● Records from a collection
┌──

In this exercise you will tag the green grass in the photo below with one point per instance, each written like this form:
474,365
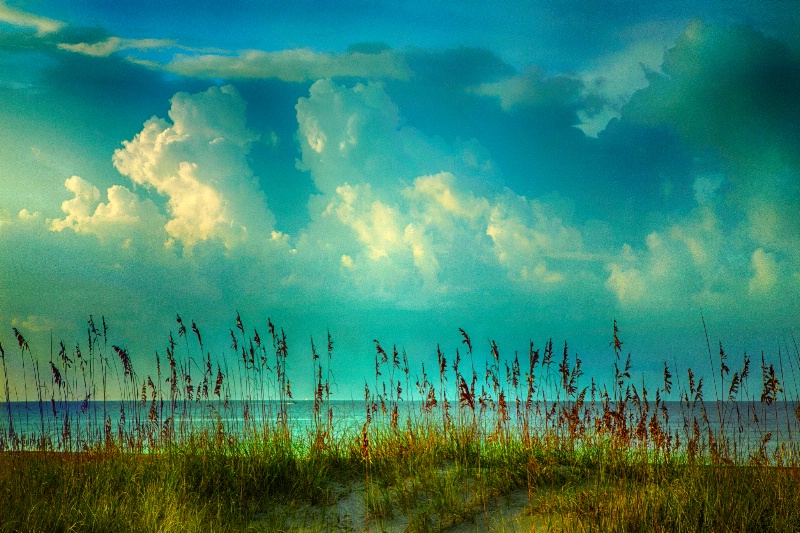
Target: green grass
456,461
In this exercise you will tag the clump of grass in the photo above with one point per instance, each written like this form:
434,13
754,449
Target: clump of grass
486,439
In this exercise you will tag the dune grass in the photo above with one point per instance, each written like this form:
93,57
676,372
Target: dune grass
483,443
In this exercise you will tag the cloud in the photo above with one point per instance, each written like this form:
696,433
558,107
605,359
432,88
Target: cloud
613,78
198,162
124,216
728,93
17,17
113,45
389,225
296,65
765,272
532,88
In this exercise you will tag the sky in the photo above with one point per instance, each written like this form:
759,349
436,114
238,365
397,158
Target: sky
397,170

└──

● What is expected
Only the lines from the one containing "In this exercise you will tag the clump" to the end of the records should be repeated, exactly as they appear.

● Output of the exercise
In this exercise you will tag the clump of grass in the photo above with one point per instance, each written like this form:
434,13
754,449
Target: clump of grass
486,439
In this exercise you will tag the dune grass in the photo above with one point per instance, each written like this form:
93,57
676,372
Target: dune grass
483,443
In this exercise you will tag the cloud in the photo above with one point per instance, each written like this form:
696,433
558,107
605,359
432,88
Target: cloud
613,78
198,162
124,216
728,93
17,17
113,45
389,225
296,65
765,272
532,88
In this exercise you will tag the sky in the photo above with one point per instance, each written like this form:
759,349
436,114
238,365
397,158
Target: sky
397,170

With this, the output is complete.